### Problem statement
Reproduce each of the rows below verbatim, keeping every line in order.

====

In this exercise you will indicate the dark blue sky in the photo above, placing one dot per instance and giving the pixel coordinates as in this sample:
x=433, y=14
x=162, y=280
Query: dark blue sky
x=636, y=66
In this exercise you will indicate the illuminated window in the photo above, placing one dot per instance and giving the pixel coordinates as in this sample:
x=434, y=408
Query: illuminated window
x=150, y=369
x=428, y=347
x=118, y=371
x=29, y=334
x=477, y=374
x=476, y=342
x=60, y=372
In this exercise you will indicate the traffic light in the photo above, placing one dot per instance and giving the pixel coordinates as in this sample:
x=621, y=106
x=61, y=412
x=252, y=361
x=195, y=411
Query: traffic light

====

### Answer to the task
In this exercise you will indicate the dark blue sky in the photo above, placing one dot per instance and giving the pixel coordinates as in this sample:
x=433, y=14
x=162, y=280
Query: dark blue sky
x=636, y=66
In this exercise you will indicate the illuminated window in the photo above, placing one dot per instance and giving the pixel coordinates as in this sample:
x=434, y=408
Query: illuminated window
x=150, y=369
x=428, y=347
x=118, y=371
x=29, y=334
x=477, y=374
x=476, y=342
x=60, y=372
In this exercise you will indicate the traffic light in the photo above, placing one dot per instance and giving the pixel coordinates as in this sample:
x=621, y=106
x=61, y=412
x=252, y=361
x=195, y=411
Query: traffic light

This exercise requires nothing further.